**Task objective**
In the records below, find the line with "green blazer in" and the line with "out the shirt". Print both exactly, along with every line between them, and no other line.

**Data under study**
*****

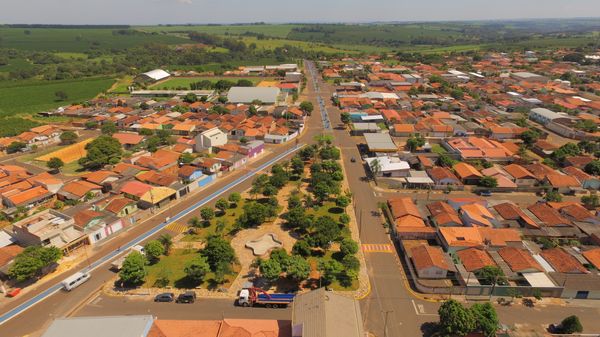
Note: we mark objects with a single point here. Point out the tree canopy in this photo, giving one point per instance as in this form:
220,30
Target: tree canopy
101,151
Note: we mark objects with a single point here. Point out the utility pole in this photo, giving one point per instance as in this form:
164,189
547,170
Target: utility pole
385,322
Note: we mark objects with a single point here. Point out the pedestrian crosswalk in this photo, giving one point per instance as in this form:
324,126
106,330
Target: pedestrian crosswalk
177,227
377,248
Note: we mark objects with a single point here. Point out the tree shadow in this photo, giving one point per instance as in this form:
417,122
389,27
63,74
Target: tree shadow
186,283
430,329
336,210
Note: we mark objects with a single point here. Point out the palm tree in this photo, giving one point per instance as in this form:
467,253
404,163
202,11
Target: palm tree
167,241
375,167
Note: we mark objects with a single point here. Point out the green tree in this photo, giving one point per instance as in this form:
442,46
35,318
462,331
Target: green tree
61,95
101,151
218,251
297,268
348,247
297,166
489,182
196,269
486,319
133,270
31,260
207,214
68,137
235,197
270,269
325,231
331,269
108,128
342,201
194,222
15,147
222,205
153,250
167,241
302,248
351,262
55,163
254,214
297,218
455,319
413,143
592,167
491,275
345,117
190,98
307,107
571,325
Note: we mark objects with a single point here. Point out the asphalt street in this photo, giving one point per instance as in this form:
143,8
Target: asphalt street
390,309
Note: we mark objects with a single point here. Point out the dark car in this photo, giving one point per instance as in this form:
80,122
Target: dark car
187,297
164,297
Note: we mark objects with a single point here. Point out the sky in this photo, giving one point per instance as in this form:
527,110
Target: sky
139,12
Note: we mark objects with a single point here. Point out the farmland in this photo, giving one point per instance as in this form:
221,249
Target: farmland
78,40
35,95
280,31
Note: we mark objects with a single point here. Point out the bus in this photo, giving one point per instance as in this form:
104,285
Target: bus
75,280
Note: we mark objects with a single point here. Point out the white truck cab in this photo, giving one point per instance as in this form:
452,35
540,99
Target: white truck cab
244,298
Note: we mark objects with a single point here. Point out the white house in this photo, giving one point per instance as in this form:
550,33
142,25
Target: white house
209,138
389,166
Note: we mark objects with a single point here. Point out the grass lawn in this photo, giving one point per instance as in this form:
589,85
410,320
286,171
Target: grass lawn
35,96
79,40
172,267
122,85
16,64
176,82
228,218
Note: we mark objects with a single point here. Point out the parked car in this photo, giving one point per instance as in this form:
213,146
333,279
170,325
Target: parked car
187,297
164,297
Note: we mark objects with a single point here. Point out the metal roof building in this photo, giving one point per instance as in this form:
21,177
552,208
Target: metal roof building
114,326
267,95
380,142
322,313
153,76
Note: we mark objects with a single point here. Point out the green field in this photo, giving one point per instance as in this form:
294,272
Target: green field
176,82
32,96
16,64
280,31
77,40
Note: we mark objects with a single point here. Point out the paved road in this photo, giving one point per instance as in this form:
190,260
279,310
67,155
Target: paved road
51,303
406,313
202,309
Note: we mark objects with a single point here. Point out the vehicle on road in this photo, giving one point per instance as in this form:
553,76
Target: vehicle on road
255,296
164,297
187,297
75,280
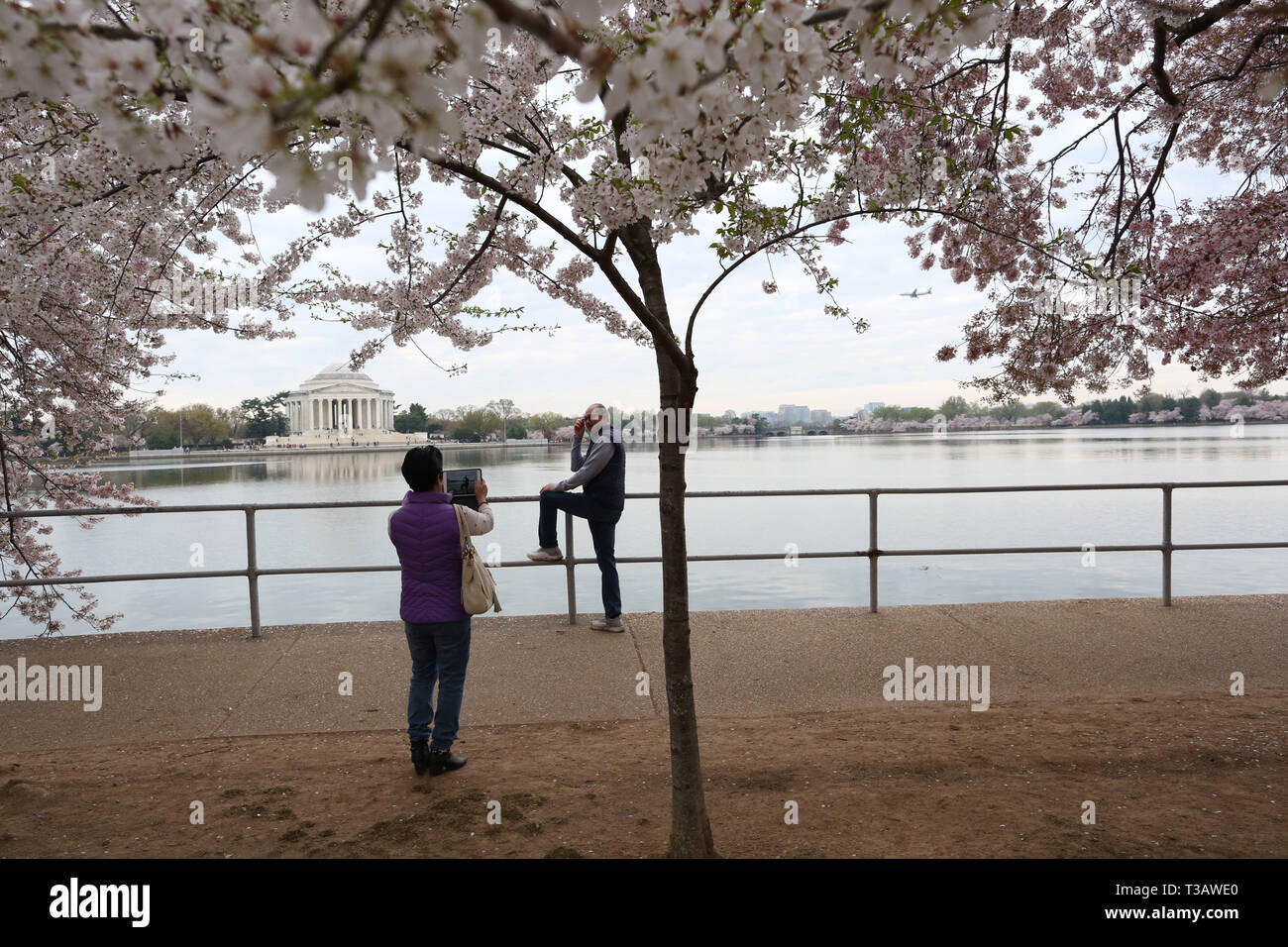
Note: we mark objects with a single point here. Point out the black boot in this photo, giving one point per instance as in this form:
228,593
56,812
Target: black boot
443,761
420,755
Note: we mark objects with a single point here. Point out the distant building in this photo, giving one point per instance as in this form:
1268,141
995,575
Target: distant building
339,399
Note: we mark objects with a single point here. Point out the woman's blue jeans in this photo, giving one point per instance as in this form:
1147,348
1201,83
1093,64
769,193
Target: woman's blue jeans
439,652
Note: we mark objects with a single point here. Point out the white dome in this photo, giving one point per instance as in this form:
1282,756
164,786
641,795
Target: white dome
340,371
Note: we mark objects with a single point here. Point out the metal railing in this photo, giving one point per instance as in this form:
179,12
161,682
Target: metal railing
874,553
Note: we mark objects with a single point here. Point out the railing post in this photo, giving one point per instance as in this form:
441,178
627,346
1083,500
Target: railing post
253,573
570,567
872,552
1167,545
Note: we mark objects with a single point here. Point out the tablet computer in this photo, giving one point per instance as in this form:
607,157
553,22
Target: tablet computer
460,484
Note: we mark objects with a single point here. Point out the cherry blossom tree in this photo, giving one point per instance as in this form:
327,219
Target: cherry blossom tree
142,138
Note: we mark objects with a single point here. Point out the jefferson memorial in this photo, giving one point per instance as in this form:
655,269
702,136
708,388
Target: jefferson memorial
340,403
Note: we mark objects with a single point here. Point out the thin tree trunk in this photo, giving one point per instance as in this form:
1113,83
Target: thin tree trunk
691,828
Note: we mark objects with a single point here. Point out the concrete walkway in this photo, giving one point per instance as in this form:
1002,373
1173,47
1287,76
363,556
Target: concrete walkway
184,684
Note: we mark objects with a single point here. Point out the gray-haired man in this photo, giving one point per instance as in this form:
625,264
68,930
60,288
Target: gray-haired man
601,476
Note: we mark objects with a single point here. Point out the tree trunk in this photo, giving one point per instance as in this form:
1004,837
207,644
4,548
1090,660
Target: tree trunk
691,828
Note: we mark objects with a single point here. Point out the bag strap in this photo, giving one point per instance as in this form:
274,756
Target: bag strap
467,548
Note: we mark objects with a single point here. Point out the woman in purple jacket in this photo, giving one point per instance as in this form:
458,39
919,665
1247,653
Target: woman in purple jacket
438,628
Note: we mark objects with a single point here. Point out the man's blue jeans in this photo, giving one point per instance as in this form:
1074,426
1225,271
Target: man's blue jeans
439,651
603,534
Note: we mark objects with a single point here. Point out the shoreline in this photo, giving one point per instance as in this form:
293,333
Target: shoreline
487,445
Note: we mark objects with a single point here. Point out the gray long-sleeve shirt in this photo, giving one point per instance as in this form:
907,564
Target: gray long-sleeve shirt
587,468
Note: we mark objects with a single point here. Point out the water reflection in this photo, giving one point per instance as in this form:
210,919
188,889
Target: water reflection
327,538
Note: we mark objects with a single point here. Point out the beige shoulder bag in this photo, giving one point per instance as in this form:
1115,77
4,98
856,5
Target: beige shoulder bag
478,587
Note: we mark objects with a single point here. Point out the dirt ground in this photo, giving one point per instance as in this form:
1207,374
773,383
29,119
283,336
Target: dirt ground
1170,775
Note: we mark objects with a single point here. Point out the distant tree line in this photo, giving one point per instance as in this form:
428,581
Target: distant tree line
1107,411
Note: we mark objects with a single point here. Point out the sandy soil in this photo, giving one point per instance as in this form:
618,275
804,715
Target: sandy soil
1171,775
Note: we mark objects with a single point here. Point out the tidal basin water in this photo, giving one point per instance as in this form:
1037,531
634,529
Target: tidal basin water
158,543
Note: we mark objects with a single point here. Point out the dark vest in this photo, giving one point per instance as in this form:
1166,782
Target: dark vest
606,489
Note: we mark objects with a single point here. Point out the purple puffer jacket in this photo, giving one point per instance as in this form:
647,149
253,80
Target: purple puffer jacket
429,548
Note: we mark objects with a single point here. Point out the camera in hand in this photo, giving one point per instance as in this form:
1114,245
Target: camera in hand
460,484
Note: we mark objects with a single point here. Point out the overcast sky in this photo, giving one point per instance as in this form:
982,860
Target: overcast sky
754,351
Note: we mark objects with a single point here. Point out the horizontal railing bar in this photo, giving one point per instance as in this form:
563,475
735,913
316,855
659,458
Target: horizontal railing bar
627,560
691,495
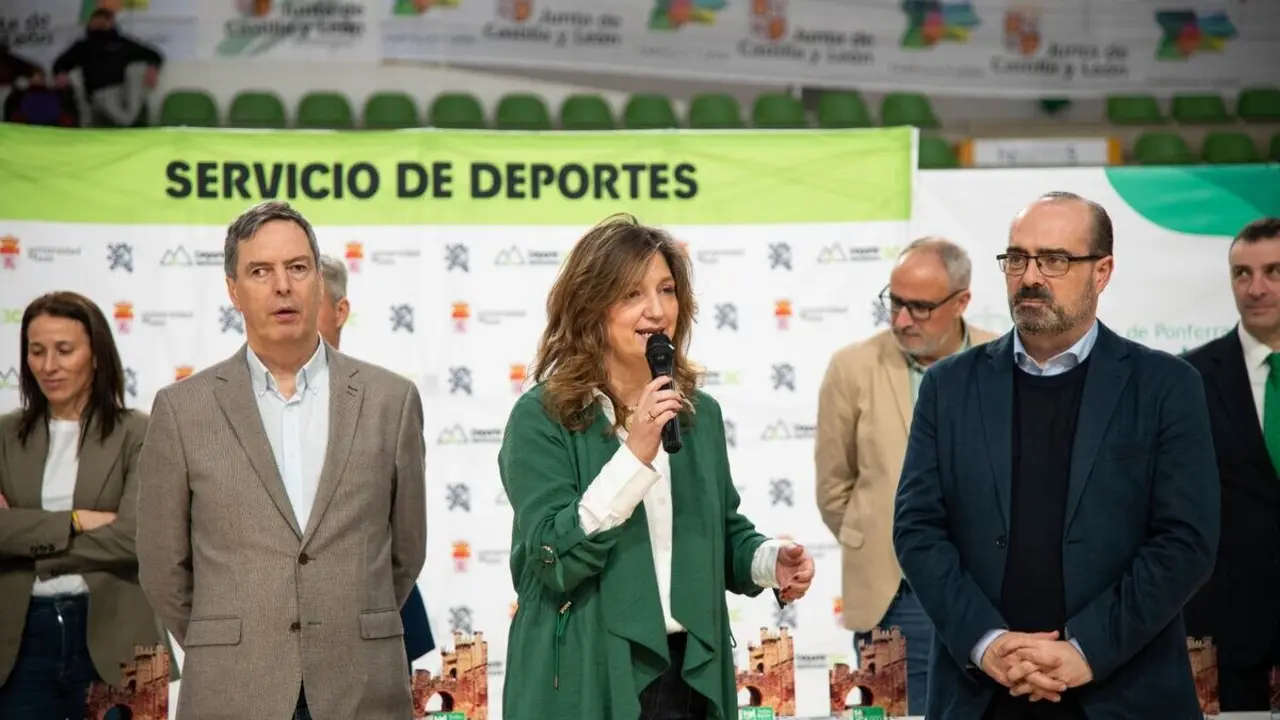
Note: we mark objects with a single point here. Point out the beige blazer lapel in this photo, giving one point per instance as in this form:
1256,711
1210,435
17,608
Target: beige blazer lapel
234,393
96,459
344,399
27,463
897,376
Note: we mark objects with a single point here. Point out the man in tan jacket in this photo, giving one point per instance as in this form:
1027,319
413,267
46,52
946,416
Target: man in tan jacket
282,515
864,411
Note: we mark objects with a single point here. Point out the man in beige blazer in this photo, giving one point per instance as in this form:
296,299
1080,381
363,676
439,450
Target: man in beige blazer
282,514
864,411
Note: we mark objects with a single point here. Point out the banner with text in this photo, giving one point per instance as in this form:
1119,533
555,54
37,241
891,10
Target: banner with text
40,31
452,241
1072,48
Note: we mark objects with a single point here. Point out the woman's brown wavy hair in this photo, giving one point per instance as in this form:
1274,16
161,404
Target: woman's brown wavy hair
607,263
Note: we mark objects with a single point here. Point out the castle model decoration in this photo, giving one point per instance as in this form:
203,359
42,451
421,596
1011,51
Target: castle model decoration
880,678
462,684
144,692
769,677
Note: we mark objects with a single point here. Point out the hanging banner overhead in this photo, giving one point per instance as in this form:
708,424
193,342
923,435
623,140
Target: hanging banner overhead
1069,48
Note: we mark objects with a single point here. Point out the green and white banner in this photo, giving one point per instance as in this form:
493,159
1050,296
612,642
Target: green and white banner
1173,227
1016,48
452,240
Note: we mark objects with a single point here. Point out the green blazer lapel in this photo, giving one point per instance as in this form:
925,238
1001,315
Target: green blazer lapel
96,460
27,466
693,496
630,587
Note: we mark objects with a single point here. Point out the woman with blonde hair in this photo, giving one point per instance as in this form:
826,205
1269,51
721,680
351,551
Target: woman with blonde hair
622,554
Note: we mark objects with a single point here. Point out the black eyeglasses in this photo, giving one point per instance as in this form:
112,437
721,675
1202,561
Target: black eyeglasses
1051,264
918,309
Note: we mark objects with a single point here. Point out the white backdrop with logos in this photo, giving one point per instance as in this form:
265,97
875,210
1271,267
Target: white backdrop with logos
775,305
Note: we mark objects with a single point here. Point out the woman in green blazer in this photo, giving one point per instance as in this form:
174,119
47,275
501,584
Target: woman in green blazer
71,606
621,555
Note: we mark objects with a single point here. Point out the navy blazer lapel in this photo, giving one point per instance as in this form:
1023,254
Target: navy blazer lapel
996,400
1105,379
1233,390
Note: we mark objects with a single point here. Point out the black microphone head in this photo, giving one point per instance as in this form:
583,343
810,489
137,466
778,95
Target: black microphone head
658,342
661,354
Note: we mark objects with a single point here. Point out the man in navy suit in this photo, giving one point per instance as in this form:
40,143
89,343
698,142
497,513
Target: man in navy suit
1059,501
333,315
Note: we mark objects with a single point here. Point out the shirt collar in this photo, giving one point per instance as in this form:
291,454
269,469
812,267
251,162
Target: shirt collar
309,377
1256,354
1070,356
606,404
915,365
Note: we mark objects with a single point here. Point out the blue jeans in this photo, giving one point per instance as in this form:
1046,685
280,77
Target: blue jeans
909,618
51,677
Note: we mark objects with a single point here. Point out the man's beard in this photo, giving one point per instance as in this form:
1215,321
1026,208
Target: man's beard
1048,318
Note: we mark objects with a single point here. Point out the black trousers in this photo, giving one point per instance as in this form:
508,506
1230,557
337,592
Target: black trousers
1005,706
1247,688
668,697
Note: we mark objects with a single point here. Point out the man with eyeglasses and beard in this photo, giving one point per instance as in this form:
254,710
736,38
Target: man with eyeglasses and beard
1059,501
864,411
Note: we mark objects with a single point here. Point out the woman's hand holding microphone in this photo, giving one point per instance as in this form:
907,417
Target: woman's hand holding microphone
656,408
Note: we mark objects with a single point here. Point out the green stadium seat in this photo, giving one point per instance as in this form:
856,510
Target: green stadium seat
908,109
586,112
1134,110
259,110
1161,149
842,110
649,112
1201,110
1258,105
524,112
191,108
391,110
778,110
714,110
456,110
324,110
937,154
1221,147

*****

**Task output**
Note: we mark objects with a single point here. Point out the woman in green blazer in this photo, giving one point per instance as in this form:
174,119
47,275
501,584
Target: woman in green blazer
71,606
621,555
Note: we mark objects with a single point here. Point out the navy blazer lapel in this photo, giving one point per instance as in this form:
1023,254
Target: navy blazer lapel
996,400
1105,379
1233,390
Note: we mark objects with a single point here. Point out the black microphone head in this photo, giving one point per instance as in this form:
583,343
810,489
137,466
778,95
Target: black microphone head
658,342
661,354
Note: we mark objects with a single point here. Point out the man in navy suit in this photo, giving one point per instance as in this form:
40,143
89,343
698,142
497,513
Target: man in navy suit
1059,501
333,315
Note: we mark objects with a single point here. Point out the shirt collar in this photo, giving one point per instance as in this form:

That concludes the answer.